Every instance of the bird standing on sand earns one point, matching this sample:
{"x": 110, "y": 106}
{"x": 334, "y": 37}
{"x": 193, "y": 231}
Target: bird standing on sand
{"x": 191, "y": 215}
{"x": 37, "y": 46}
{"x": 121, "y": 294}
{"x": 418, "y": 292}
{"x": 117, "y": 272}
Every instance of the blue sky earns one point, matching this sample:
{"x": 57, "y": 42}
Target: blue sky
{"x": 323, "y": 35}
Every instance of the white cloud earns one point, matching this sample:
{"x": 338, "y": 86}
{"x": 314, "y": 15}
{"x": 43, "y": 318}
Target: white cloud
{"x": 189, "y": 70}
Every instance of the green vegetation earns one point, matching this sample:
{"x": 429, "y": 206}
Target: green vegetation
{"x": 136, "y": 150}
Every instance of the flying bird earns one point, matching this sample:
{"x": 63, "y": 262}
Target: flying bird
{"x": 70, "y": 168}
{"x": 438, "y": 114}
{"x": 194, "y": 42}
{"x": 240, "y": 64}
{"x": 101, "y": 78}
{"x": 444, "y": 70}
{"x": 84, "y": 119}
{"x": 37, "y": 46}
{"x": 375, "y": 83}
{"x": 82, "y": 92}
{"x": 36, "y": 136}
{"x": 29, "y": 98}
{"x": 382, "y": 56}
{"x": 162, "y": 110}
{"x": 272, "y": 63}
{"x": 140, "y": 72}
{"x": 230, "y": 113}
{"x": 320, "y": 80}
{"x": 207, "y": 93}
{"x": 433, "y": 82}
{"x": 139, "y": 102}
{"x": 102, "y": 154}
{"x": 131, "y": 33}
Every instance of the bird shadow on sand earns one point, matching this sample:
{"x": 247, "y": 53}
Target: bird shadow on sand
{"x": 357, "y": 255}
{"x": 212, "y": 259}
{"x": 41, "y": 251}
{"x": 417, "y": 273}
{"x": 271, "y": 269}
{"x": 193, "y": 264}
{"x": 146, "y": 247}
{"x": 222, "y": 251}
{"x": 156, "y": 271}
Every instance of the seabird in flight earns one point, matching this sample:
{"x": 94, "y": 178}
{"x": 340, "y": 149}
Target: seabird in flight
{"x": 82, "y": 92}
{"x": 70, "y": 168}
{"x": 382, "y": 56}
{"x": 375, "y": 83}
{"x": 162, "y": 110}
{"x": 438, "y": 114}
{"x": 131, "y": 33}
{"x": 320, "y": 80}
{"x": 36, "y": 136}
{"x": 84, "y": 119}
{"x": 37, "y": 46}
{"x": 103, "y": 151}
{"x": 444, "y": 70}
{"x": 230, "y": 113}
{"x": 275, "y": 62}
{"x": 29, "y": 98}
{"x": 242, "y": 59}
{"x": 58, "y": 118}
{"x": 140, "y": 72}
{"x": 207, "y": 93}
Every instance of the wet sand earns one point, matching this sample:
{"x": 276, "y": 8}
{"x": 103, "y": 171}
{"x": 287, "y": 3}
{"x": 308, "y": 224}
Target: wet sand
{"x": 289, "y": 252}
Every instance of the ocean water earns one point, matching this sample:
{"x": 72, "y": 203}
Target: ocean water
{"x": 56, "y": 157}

#####

= GOAL OF THE EXERCISE =
Copy every line of the material in which the word "matching" occurs.

= ANSWER SECTION =
Every instance of the bird standing on sand earns one point, matching this sample:
Every instance of the blue sky earns one point, matching this sample:
Every instance of the white cloud earns one point, matching this sample:
Every instance of the green vegetation earns one point, matching this sample:
Every instance of the flying bird earns one point, matching this sample:
Every instance of the bird shadow on sand earns one point, matching this sample:
Every instance of the seabird in flight earns one point, matching this sample:
Every instance of the wet sand earns one point, matching this sample:
Every instance of the ocean water earns one point, matching this sample:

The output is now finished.